▶ **PROBLEM TO SOLVE**
Print the data below exactly, but only the lines from the one containing "Phrase: sandals" down to the one containing "the dry desert", inclusive.
═══ DATA UNDER STUDY ═══
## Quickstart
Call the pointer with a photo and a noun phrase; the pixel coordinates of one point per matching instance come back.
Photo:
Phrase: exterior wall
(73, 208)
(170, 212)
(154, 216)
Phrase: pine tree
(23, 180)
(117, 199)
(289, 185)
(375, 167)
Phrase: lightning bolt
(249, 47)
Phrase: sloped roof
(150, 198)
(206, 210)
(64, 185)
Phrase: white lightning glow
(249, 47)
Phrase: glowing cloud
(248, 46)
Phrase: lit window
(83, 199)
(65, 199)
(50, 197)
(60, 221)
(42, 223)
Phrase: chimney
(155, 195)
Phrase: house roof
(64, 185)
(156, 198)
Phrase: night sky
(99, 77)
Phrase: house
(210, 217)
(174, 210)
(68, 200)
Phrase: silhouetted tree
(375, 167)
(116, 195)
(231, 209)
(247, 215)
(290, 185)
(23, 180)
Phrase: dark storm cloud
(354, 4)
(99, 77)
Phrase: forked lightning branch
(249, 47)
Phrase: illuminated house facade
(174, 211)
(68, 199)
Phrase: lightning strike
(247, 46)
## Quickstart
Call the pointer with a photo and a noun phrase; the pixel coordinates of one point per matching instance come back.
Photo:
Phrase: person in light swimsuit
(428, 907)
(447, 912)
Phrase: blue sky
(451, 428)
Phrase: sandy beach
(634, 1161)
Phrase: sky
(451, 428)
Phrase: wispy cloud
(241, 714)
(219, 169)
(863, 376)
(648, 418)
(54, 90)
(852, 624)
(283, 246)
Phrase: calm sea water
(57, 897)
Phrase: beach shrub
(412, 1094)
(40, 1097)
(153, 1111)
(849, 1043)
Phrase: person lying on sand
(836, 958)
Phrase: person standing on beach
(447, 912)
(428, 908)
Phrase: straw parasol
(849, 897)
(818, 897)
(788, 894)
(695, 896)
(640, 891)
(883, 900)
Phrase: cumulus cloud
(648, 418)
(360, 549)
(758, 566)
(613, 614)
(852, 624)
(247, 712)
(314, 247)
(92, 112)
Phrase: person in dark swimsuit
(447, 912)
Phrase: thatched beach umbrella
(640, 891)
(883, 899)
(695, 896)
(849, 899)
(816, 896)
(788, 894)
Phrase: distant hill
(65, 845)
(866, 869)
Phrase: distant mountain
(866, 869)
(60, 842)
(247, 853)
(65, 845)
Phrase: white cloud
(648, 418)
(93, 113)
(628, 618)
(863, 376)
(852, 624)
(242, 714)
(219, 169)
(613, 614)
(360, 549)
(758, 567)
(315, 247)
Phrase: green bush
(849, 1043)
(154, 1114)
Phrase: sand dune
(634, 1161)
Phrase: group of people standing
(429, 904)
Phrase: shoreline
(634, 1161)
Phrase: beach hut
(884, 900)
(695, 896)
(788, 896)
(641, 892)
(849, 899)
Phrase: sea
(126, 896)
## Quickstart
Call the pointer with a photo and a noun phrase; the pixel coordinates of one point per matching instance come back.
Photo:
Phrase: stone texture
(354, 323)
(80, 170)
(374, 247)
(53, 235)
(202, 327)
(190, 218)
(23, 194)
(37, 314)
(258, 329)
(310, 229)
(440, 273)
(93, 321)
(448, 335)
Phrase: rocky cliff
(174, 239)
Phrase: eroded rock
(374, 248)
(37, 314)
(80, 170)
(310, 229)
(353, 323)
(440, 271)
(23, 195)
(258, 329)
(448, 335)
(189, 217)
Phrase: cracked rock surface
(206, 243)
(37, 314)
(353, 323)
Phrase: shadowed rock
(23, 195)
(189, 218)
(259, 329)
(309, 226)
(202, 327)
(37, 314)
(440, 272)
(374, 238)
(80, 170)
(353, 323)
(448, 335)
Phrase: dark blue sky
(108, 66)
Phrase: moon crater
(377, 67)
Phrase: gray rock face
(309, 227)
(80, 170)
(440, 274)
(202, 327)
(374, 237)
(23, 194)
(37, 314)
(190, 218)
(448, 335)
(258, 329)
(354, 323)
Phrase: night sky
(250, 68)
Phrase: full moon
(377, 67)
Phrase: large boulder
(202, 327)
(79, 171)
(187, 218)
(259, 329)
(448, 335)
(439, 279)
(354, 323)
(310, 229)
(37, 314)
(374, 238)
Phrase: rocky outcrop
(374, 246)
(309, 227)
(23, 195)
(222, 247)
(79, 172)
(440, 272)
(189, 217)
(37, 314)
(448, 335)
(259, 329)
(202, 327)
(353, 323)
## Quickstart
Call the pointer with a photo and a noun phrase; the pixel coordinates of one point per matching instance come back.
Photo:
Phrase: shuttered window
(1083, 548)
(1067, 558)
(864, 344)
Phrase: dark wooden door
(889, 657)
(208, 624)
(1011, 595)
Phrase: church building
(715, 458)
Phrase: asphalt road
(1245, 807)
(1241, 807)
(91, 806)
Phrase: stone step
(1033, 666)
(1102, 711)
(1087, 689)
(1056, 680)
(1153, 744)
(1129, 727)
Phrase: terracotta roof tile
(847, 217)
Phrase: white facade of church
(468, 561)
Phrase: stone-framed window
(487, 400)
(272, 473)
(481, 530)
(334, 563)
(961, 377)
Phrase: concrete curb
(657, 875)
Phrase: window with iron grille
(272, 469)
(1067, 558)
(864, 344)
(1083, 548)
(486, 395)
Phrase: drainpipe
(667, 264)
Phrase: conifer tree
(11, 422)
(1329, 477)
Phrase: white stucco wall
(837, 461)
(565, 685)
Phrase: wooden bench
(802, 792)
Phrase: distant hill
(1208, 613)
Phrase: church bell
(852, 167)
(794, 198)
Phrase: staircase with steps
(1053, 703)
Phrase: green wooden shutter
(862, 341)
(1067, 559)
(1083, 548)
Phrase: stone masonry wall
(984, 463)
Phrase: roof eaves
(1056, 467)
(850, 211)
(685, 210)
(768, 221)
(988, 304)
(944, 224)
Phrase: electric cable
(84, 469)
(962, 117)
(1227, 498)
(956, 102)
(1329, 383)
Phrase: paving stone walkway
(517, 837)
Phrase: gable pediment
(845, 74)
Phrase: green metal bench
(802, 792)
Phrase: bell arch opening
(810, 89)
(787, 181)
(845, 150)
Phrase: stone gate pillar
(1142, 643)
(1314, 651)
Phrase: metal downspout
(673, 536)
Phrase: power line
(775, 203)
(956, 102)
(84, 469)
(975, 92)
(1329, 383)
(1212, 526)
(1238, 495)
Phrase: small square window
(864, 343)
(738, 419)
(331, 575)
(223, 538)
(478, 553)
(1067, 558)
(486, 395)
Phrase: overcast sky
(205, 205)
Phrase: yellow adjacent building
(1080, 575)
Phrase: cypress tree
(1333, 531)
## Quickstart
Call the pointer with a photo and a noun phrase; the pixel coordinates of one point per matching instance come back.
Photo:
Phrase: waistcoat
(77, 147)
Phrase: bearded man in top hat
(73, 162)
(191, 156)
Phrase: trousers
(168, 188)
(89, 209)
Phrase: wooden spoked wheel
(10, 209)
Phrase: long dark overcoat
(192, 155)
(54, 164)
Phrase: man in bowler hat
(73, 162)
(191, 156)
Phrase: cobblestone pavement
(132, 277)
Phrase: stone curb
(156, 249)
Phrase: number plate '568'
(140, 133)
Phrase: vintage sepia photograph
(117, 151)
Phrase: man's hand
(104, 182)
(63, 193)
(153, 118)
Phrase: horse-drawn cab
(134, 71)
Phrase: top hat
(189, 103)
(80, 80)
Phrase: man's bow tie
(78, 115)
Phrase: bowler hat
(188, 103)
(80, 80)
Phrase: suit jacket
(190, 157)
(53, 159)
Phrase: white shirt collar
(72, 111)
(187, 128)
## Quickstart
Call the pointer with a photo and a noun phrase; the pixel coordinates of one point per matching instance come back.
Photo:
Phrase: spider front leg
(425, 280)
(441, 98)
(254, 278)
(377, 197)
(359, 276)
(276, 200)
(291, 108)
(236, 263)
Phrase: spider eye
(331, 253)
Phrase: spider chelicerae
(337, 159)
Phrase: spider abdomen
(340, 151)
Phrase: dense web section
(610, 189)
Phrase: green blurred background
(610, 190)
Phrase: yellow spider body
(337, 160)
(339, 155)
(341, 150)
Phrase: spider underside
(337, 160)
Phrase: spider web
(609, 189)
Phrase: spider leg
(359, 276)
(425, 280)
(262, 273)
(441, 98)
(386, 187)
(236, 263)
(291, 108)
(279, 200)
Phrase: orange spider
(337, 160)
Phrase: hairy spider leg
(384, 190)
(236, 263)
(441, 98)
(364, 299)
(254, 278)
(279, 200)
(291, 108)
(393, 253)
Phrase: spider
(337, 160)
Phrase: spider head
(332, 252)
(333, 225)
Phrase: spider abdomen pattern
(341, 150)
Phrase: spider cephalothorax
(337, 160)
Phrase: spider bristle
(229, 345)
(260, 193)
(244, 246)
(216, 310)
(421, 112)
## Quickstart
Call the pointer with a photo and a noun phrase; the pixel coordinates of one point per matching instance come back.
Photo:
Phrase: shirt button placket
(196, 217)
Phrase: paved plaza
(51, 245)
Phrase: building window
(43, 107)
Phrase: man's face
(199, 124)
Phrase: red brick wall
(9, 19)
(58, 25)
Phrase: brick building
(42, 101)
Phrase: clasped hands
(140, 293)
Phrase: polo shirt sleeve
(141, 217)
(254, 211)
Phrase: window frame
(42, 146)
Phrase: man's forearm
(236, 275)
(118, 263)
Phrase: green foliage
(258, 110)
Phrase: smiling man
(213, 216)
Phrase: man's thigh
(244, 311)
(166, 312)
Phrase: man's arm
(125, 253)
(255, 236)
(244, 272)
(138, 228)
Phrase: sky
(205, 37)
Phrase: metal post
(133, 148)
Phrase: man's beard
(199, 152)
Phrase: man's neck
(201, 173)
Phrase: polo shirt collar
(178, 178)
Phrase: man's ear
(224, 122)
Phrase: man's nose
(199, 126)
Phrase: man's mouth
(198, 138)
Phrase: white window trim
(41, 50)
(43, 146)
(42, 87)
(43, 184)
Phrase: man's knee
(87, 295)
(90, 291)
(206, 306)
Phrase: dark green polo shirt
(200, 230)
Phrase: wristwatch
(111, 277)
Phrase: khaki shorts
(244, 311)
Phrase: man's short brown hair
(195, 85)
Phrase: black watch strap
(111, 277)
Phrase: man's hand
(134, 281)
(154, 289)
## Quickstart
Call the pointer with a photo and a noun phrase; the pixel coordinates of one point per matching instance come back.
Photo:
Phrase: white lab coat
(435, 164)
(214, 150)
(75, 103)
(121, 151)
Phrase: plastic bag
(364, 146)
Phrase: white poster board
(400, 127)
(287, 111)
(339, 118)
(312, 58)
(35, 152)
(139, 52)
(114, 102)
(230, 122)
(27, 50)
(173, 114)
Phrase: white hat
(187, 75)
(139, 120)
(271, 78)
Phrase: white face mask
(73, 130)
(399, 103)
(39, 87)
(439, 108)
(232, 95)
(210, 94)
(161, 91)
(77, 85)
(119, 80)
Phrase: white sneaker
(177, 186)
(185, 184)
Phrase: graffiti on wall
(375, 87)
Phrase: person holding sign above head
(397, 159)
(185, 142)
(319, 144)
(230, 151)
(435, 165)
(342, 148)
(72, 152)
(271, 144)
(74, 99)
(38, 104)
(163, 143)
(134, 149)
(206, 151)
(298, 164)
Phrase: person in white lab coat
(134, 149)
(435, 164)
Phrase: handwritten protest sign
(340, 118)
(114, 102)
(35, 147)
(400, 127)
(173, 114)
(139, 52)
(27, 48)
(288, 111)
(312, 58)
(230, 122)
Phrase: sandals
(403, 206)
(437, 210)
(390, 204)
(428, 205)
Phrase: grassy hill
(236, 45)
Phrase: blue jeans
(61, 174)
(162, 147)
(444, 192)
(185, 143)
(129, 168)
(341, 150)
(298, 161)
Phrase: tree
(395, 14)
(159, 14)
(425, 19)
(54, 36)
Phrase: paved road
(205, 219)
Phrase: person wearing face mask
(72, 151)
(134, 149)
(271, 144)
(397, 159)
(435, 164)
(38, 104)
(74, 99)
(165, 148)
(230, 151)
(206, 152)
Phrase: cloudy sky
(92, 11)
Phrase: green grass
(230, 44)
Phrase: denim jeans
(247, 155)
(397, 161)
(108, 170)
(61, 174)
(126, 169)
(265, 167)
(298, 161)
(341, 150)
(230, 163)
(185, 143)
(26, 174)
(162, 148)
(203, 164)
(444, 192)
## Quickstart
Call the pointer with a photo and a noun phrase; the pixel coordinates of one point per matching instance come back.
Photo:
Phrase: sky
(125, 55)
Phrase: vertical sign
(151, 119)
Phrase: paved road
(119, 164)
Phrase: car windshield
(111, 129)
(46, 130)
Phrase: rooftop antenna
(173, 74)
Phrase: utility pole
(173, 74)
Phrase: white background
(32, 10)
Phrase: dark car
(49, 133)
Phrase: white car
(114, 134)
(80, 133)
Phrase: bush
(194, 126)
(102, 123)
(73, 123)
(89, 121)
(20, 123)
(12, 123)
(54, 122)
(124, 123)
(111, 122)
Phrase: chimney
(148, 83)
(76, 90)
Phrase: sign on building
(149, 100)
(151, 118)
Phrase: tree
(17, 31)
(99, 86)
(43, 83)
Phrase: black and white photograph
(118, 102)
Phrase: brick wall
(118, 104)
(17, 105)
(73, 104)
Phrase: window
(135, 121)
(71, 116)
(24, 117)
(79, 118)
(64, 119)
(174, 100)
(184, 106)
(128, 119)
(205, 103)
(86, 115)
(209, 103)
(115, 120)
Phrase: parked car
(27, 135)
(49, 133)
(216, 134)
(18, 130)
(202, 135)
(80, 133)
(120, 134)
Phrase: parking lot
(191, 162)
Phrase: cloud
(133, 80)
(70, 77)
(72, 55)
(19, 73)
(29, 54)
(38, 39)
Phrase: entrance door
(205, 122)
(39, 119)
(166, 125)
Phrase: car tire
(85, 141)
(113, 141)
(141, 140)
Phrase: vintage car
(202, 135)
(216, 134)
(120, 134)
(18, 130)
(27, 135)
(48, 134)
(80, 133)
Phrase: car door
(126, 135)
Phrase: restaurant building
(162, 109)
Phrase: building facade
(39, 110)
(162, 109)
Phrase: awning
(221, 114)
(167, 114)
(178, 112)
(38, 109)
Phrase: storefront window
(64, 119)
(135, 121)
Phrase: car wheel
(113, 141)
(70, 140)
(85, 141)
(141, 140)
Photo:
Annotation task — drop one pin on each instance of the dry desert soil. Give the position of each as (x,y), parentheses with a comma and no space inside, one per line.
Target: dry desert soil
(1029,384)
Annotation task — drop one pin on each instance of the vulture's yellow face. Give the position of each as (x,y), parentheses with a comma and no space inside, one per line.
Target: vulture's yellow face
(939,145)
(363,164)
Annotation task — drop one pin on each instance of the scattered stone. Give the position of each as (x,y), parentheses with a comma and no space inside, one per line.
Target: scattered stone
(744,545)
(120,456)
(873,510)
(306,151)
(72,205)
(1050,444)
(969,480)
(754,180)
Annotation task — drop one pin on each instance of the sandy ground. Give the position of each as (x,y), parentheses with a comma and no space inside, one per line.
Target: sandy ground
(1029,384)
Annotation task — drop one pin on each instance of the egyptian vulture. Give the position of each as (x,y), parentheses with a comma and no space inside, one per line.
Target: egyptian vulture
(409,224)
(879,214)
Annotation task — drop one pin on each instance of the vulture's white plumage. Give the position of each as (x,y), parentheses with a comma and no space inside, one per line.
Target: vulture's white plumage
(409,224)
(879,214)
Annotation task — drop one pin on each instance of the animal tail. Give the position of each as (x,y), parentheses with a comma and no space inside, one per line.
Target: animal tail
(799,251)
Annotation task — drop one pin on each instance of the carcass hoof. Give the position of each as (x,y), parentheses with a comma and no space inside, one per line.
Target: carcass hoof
═══
▶ **PROBLEM SOLUTION**
Phrase: sandals
(403, 206)
(437, 210)
(390, 204)
(428, 205)
Phrase: grassy hill
(236, 45)
Phrase: blue jeans
(61, 174)
(162, 147)
(444, 192)
(185, 143)
(129, 168)
(341, 150)
(298, 161)
Phrase: tree
(395, 14)
(159, 14)
(425, 19)
(54, 36)
Phrase: paved road
(205, 219)
Phrase: person wearing face mask
(72, 151)
(134, 149)
(271, 144)
(397, 159)
(435, 164)
(38, 104)
(74, 99)
(165, 148)
(230, 151)
(206, 152)
Phrase: cloudy sky
(92, 11)
Phrase: green grass
(230, 44)
Phrase: denim jeans
(247, 155)
(397, 161)
(108, 170)
(61, 174)
(126, 169)
(265, 167)
(298, 161)
(341, 150)
(230, 163)
(185, 143)
(26, 174)
(162, 148)
(203, 164)
(444, 192)
## Quickstart
Call the pointer with a photo and a noun phrase; the pixel coordinates of one point per matching instance come back.
Photo:
Phrase: sky
(125, 55)
Phrase: vertical sign
(151, 119)
Phrase: paved road
(119, 164)
Phrase: car windshield
(111, 129)
(46, 130)
Phrase: rooftop antenna
(173, 74)
Phrase: utility pole
(173, 74)
Phrase: white background
(32, 10)
Phrase: dark car
(49, 133)
Phrase: white car
(114, 134)
(80, 133)
Phrase: bush
(194, 126)
(102, 123)
(73, 123)
(89, 121)
(20, 123)
(12, 123)
(54, 122)
(124, 123)
(111, 122)
Phrase: chimney
(148, 83)
(76, 90)
Phrase: sign on building
(149, 100)
(151, 118)
Phrase: tree
(17, 31)
(99, 86)
(43, 83)
Phrase: black and white photograph
(118, 102)
Phrase: brick wall
(118, 104)
(17, 105)
(73, 104)
Phrase: window
(135, 121)
(71, 116)
(24, 117)
(79, 118)
(64, 119)
(174, 100)
(184, 106)
(128, 119)
(205, 103)
(86, 115)
(209, 103)
(115, 120)
Phrase: parked car
(27, 135)
(49, 133)
(216, 134)
(18, 130)
(202, 135)
(80, 133)
(120, 134)
Phrase: parking lot
(191, 162)
Phrase: cloud
(133, 80)
(70, 77)
(72, 55)
(19, 73)
(29, 54)
(38, 39)
Phrase: entrance door
(205, 122)
(39, 119)
(166, 125)
Phrase: car tire
(85, 141)
(113, 141)
(141, 140)
Phrase: vintage car
(202, 135)
(216, 134)
(120, 134)
(18, 130)
(27, 135)
(48, 134)
(80, 133)
Phrase: car door
(126, 135)
Phrase: restaurant building
(162, 109)
Phrase: building facade
(39, 110)
(162, 109)
Phrase: awning
(221, 114)
(167, 114)
(178, 112)
(38, 109)
Phrase: storefront window
(64, 119)
(135, 121)
Phrase: car wheel
(113, 141)
(70, 140)
(85, 141)
(141, 140)
Photo:
Annotation task — drop one pin on each instance of the dry desert soil. Give the position of each as (x,y), parentheses with a comma and no space inside, one per line.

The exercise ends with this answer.